That picture he took would have been child’s play.
-special memory
great friend and my hero Charles- presumed killed in action, body not recovered. 07/06/68
18 years old-
-But not to weep-
we celebrated one hell of a Fourth.
McNamara was cursed with a long life! I wish he had lived another 100 years, so he could have been tormented further by his evil deeds! He played politics with the lives of America’s children! There is no excuse for this man!
Why can’t we find a way to turn the Left’s crimes into images?
And I wish that everyone who has the chance will use that photo to teach their children about the laws of war–and the moral ambiguity of a single photo.
Greetings:
Back in the last ’69, I was an infantry squad leader in Viet Nam. One day, while we were being resupplied by helicopter out in the bush, a camera crew arrived along with the things we needed.
A while later, our Captain came over to me with the crew in tow and asked me if I wanted to take them out on a patrol I was about to leave on. In one of my proudest moments in the war, I replied, in my New York fashion, with a question, “Do I have to bring them back?” We went out; they didn’t.

▶ [YOUR INSTRUCTIONS]:
Copy the comments above on the Vietnam War word for word, from start to finish.

▶ [GIVEN ENTRIES]:
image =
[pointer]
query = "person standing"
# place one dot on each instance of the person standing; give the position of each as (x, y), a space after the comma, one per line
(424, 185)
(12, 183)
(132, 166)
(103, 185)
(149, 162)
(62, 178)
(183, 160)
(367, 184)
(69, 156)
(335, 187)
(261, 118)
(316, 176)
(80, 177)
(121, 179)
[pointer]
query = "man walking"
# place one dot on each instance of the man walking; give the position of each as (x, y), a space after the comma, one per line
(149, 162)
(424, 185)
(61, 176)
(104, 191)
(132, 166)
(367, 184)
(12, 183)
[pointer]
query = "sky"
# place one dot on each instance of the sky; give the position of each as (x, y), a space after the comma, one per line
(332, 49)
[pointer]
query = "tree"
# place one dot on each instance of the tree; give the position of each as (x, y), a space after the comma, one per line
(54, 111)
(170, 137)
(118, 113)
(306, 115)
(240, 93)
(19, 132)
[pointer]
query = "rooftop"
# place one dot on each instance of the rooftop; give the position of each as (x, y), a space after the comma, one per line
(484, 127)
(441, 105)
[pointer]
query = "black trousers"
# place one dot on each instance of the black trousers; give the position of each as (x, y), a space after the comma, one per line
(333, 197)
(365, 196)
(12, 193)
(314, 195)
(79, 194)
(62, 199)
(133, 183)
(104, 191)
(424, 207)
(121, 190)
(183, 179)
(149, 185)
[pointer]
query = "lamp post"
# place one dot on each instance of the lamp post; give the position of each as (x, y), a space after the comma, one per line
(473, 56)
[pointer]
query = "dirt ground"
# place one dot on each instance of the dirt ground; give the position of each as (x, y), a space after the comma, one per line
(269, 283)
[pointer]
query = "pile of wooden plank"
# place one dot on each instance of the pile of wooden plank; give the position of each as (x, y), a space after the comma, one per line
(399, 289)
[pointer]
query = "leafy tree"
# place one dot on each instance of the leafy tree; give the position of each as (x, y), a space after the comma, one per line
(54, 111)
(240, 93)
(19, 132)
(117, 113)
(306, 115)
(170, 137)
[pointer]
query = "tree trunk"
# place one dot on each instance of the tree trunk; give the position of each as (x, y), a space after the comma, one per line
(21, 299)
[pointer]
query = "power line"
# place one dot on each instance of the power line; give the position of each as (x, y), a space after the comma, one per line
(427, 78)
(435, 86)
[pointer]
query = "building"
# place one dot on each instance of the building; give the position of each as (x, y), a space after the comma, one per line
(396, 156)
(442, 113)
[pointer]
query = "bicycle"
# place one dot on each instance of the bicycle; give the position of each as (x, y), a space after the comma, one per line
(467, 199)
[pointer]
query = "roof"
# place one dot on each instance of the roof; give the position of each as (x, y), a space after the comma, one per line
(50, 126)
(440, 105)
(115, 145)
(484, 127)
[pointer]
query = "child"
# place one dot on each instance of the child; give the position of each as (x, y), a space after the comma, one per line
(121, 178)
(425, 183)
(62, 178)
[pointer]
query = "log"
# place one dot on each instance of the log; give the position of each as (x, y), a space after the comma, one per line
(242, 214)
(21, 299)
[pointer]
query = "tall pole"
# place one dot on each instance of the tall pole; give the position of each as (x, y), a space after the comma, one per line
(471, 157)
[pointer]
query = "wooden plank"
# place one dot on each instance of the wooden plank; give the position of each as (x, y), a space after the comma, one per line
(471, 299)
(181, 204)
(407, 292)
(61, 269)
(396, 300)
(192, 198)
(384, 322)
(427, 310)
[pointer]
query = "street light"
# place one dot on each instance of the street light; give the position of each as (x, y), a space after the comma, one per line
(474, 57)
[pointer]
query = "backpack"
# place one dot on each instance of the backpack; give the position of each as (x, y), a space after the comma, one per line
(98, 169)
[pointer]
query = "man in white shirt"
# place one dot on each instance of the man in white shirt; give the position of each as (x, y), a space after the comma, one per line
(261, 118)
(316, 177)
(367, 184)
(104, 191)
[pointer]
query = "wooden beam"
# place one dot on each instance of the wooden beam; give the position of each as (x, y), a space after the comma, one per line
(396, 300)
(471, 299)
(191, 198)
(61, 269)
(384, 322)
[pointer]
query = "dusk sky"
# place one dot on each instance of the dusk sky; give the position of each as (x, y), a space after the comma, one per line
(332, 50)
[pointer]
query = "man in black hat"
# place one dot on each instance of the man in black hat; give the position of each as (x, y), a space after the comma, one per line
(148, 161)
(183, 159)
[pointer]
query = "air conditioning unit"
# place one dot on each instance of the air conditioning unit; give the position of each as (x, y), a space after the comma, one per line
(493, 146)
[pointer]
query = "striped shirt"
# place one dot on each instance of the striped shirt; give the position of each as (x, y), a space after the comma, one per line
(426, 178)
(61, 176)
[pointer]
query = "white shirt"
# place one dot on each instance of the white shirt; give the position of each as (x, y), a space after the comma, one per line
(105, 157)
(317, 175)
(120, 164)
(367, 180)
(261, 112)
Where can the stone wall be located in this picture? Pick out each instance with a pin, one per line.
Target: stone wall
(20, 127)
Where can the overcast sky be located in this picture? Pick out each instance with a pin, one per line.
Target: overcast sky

▶ [REPLY]:
That picture he took would have been child’s play.
-special memory
great friend and my hero Charles- presumed killed in action, body not recovered. 07/06/68
18 years old-
-But not to weep-
we celebrated one hell of a Fourth.
McNamara was cursed with a long life! I wish he had lived another 100 years, so he could have been tormented further by his evil deeds! He played politics with the lives of America’s children! There is no excuse for this man!
Why can’t we find a way to turn the Left’s crimes into images?
And I wish that everyone who has the chance will use that photo to teach their children about the laws of war–and the moral ambiguity of a single photo.
Greetings:
Back in the last ’69, I was an infantry squad leader in Viet Nam. One day, while we were being resupplied by helicopter out in the bush, a camera crew arrived along with the things we needed.
A while later, our Captain came over to me with the crew in tow and asked me if I wanted to take them out on a patrol I was about to leave on. In one of my proudest moments in the war, I replied, in my New York fashion, with a question, “Do I have to bring them back?” We went out; they didn’t.